What the task requires -
Please retype the whole listing so that it matches the original exactly.

(Beginning of Dataset content)

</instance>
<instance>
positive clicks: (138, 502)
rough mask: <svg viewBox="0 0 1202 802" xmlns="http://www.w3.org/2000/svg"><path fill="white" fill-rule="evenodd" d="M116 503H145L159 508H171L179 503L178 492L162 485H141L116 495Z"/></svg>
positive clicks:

(End of Dataset content)

Output for this task -
</instance>
<instance>
positive clicks: (138, 502)
rough mask: <svg viewBox="0 0 1202 802" xmlns="http://www.w3.org/2000/svg"><path fill="white" fill-rule="evenodd" d="M116 503H145L159 508H171L179 503L178 492L162 485H141L116 495Z"/></svg>
positive clicks:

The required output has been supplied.